◆ PROVIDED INFORMATION
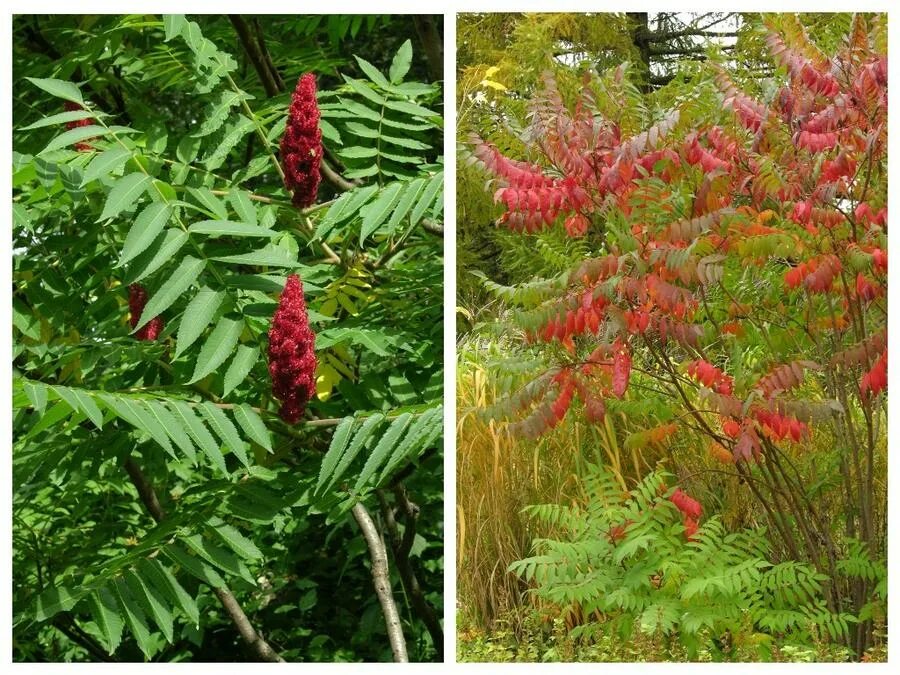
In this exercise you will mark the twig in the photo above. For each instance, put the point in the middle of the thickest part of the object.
(382, 581)
(401, 547)
(79, 637)
(226, 597)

◆ WHAT THE EXERCISE ASKS
Write out the data above line for line, with no changes, and leave the picture out.

◆ WRITTEN SOLUTION
In this exercise you will mark the twig in the photo above. For each instance, put the point in the middle of the thickest part of the object.
(382, 581)
(401, 547)
(79, 637)
(226, 597)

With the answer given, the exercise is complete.